AIM OF THE TASK ▸
Word for word, copy the entire listing.
==*==
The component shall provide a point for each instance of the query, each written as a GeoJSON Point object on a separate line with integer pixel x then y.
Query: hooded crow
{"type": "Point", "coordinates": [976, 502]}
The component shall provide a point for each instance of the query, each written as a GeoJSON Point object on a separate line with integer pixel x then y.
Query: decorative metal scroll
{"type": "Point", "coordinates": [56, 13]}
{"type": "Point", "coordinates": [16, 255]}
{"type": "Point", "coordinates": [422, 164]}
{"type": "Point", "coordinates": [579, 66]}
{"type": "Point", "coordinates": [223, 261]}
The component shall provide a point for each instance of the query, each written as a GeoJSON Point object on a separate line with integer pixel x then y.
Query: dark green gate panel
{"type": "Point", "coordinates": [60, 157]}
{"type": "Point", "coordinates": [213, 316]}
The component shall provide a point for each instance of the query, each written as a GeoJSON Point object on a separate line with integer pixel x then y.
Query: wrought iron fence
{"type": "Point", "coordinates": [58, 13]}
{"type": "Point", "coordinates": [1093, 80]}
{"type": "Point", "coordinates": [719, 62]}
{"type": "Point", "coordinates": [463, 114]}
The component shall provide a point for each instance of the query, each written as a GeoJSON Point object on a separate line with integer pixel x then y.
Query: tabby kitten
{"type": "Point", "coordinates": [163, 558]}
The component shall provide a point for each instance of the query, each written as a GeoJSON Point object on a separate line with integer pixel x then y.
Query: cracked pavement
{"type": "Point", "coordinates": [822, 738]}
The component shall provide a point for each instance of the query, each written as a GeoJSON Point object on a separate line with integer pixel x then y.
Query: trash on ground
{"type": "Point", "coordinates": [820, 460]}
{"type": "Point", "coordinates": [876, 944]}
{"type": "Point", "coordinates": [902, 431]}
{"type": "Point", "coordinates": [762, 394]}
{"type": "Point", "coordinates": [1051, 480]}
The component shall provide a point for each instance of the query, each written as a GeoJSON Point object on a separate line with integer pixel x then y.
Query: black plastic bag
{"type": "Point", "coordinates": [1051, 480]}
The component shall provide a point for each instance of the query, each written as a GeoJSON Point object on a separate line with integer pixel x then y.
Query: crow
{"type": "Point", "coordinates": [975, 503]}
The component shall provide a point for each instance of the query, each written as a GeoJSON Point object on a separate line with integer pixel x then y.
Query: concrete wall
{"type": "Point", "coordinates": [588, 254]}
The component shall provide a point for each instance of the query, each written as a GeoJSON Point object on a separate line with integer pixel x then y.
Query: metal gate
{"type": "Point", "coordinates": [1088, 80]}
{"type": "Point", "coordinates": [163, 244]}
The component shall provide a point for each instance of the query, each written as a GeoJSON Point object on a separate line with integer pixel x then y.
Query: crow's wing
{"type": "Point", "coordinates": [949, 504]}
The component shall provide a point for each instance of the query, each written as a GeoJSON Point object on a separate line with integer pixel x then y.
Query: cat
==*==
SOLUTION ▸
The component shall provide a point for each instance of the query, each written as a GeoJSON Point object on a separate line with integer pixel x then y.
Query: hooded crow
{"type": "Point", "coordinates": [976, 502]}
The component shall provide a point for each instance of the query, each written as a GeoJSON Point object on a separate line with integer pixel x then y.
Query: decorative metal scroll
{"type": "Point", "coordinates": [56, 13]}
{"type": "Point", "coordinates": [16, 255]}
{"type": "Point", "coordinates": [422, 164]}
{"type": "Point", "coordinates": [579, 66]}
{"type": "Point", "coordinates": [223, 261]}
The component shall provide a point for each instance of the query, each written as a GeoJSON Point object on a separate line with integer pixel x then y.
Query: dark green gate panel
{"type": "Point", "coordinates": [60, 157]}
{"type": "Point", "coordinates": [213, 316]}
The component shall provide a point for each instance of the query, each written as a GeoJSON Point object on a separate line with integer pixel x then y.
Query: wrought iron fence
{"type": "Point", "coordinates": [58, 13]}
{"type": "Point", "coordinates": [1093, 80]}
{"type": "Point", "coordinates": [719, 62]}
{"type": "Point", "coordinates": [463, 114]}
The component shall provide a point for each instance of the query, each written as a GeoJSON Point object on a separate line with integer pixel x then y.
Query: tabby kitten
{"type": "Point", "coordinates": [163, 558]}
The component shall provide a point for each instance of the query, each written as a GeoJSON Point object on a separate line with integer pixel x then y.
Query: cracked pavement
{"type": "Point", "coordinates": [822, 738]}
The component shall provide a point for each instance of the query, each written as a GeoJSON Point object on a separate line with integer pixel x then y.
Query: trash on ground
{"type": "Point", "coordinates": [820, 460]}
{"type": "Point", "coordinates": [876, 944]}
{"type": "Point", "coordinates": [902, 431]}
{"type": "Point", "coordinates": [762, 394]}
{"type": "Point", "coordinates": [1051, 480]}
The component shall provide a point for each instance of the query, each written as a GeoJSON Point object on a separate line with integer pixel x then y.
Query: black plastic bag
{"type": "Point", "coordinates": [1051, 480]}
The component shall provide a point for each instance of the query, each written as a GeoJSON Point object on a separate line with integer pixel x then y.
Query: crow
{"type": "Point", "coordinates": [975, 503]}
The component shall provide a point for each instance of the query, each written as a GeoJSON Point object on a separate line with integer pixel x then y.
Query: concrete wall
{"type": "Point", "coordinates": [588, 254]}
The component shall provide a point for each instance of the query, each written as a GeoJSON Point object on a separate line with integer pixel x then y.
Query: metal gate
{"type": "Point", "coordinates": [1088, 80]}
{"type": "Point", "coordinates": [163, 244]}
The component shall provide a point for each instance of the query, each written as a GeoJSON Point object on a separate line with integer pixel x then y.
Query: crow's wing
{"type": "Point", "coordinates": [949, 504]}
The component shall provide a point for each instance of the query, each written as a GeoJSON Point object on a separate line with integer pixel x then y.
Query: cat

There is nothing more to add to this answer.